> **About this exercise**: Report all lines in the records that hold the string "cemetery".

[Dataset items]
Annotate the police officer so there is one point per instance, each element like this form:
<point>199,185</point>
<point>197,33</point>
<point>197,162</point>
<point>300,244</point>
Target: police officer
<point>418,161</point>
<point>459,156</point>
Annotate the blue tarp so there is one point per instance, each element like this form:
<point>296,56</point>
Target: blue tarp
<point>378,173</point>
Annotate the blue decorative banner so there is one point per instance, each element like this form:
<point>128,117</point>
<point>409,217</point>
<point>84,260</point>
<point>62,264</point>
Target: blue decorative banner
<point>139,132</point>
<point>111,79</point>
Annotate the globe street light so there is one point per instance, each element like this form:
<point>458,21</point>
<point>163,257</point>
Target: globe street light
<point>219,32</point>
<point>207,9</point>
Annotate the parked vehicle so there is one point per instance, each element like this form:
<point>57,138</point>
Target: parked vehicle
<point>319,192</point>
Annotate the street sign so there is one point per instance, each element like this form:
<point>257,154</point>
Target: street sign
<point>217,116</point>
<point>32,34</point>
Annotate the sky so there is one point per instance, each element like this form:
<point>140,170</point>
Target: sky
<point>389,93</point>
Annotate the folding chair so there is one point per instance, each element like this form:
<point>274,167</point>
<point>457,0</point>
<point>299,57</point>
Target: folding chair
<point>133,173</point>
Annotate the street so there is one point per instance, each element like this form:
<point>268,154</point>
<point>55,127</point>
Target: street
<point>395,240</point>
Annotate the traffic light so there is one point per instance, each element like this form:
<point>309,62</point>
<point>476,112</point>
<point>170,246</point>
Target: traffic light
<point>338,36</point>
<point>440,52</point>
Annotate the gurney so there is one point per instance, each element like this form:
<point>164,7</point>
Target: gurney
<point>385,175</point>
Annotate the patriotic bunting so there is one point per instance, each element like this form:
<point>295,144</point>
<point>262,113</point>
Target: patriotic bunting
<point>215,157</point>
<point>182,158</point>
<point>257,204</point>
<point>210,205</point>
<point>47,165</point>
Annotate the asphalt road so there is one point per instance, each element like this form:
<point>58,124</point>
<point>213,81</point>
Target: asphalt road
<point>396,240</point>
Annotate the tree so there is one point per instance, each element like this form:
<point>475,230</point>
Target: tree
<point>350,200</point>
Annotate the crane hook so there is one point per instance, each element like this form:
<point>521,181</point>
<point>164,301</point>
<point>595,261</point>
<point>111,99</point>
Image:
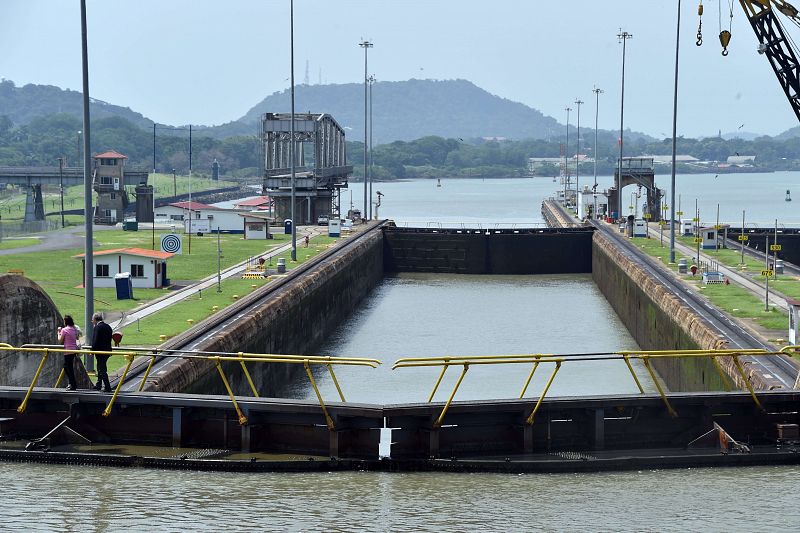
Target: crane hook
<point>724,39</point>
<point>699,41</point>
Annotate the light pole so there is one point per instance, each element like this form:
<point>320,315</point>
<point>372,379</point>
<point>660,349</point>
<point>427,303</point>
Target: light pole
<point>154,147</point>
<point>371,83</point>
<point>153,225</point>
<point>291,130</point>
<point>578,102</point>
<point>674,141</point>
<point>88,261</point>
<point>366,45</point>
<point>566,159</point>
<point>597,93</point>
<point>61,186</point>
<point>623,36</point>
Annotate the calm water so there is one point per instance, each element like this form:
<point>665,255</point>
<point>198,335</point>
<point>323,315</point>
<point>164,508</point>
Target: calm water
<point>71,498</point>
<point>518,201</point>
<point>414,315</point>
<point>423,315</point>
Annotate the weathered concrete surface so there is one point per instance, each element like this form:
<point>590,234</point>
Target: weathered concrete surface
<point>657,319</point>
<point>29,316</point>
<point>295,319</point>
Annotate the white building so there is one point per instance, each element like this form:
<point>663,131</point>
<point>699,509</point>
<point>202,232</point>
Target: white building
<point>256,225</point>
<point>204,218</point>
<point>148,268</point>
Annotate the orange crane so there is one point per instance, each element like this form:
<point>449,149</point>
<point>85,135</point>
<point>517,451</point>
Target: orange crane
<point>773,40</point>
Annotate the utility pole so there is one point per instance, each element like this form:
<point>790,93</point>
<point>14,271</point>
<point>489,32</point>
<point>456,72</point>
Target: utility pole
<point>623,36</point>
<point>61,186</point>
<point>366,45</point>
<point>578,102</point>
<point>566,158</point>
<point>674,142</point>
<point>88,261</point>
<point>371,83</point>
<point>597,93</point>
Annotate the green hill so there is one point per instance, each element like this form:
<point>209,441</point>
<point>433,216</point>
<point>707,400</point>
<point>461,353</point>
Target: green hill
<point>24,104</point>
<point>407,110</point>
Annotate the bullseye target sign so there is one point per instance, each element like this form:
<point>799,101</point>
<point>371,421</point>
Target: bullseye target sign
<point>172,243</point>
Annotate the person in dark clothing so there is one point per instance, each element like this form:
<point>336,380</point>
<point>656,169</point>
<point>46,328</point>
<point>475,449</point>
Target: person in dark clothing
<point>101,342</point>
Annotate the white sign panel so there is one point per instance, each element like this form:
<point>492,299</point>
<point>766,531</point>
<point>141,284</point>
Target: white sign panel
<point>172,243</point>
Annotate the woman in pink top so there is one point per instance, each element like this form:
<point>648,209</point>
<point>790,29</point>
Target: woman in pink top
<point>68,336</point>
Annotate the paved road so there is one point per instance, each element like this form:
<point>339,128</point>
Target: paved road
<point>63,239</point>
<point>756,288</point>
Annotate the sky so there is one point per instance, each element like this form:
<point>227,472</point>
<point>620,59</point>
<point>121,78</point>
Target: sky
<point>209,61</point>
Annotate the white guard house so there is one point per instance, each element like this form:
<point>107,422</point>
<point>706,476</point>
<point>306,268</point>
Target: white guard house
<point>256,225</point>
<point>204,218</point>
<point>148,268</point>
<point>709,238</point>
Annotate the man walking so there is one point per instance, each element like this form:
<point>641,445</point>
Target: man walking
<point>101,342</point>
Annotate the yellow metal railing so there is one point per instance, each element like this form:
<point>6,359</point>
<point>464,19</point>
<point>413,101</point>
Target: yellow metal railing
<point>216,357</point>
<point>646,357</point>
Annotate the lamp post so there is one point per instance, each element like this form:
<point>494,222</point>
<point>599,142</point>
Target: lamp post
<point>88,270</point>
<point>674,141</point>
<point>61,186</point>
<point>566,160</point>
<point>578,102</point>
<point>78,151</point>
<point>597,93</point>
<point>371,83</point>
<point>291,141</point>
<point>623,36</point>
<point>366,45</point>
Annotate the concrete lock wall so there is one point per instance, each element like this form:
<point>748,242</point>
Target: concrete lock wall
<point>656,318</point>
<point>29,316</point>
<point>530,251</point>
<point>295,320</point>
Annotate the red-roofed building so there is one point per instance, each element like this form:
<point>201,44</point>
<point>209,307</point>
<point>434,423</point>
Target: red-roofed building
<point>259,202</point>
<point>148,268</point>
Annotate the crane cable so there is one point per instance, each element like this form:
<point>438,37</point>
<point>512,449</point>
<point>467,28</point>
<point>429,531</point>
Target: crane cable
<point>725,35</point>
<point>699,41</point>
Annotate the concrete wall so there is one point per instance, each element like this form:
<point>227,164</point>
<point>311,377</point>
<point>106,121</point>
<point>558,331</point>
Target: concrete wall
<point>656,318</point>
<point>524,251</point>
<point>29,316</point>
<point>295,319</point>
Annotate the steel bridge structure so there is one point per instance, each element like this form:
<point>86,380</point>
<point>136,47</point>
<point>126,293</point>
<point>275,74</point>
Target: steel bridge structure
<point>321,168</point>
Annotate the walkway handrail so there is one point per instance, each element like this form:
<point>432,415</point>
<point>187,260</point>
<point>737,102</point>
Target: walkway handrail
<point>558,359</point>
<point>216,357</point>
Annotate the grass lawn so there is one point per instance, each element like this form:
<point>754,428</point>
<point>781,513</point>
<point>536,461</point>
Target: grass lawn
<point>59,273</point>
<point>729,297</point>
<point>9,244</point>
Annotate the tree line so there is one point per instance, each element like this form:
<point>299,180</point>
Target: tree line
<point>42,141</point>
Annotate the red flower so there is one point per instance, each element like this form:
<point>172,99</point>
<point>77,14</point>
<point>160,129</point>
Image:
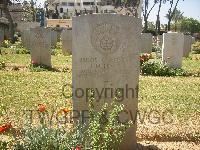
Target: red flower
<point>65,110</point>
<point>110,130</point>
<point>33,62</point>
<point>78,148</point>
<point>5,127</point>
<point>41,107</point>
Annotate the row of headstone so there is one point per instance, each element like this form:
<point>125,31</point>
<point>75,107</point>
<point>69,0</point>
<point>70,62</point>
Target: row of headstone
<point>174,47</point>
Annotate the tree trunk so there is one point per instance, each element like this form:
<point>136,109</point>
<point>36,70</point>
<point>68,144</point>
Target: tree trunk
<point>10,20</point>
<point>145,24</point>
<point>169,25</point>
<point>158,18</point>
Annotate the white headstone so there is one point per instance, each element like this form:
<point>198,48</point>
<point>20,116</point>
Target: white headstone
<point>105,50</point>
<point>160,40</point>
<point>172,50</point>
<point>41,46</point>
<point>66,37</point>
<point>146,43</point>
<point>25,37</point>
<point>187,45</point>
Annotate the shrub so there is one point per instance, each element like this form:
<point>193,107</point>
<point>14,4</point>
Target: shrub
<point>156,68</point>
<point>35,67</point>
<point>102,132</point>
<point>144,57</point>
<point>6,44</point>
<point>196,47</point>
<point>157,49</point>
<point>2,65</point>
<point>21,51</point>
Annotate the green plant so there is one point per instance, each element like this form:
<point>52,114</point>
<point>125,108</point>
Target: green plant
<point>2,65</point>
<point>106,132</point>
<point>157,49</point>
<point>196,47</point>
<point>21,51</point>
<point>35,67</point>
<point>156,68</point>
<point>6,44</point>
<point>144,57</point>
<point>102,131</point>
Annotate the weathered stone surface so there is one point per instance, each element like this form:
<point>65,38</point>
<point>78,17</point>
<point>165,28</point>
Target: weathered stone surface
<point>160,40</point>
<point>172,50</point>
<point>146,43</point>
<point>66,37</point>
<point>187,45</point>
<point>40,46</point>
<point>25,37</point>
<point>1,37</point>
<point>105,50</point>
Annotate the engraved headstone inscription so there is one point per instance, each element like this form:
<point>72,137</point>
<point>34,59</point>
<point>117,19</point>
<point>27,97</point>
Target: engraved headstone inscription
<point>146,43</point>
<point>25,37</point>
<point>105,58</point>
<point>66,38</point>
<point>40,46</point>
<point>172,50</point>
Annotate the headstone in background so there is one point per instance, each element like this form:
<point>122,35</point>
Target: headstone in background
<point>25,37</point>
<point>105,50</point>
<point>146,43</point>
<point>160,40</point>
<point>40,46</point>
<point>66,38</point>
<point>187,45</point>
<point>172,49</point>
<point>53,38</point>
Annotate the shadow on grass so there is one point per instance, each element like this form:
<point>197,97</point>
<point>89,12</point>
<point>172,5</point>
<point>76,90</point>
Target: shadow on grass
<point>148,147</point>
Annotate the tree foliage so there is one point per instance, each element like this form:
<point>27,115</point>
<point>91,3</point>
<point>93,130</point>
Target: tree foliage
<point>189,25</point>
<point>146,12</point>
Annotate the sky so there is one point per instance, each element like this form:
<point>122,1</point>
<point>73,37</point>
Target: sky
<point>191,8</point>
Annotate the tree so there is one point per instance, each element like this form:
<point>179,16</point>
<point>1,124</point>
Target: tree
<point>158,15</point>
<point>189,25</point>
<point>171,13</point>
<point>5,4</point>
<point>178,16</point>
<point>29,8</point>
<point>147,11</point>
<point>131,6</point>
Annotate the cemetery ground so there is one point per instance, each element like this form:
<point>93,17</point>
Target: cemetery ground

> **Output for this task**:
Annotate the cemetery ground so there is one point per instance, each element like this form:
Target: cemetery ground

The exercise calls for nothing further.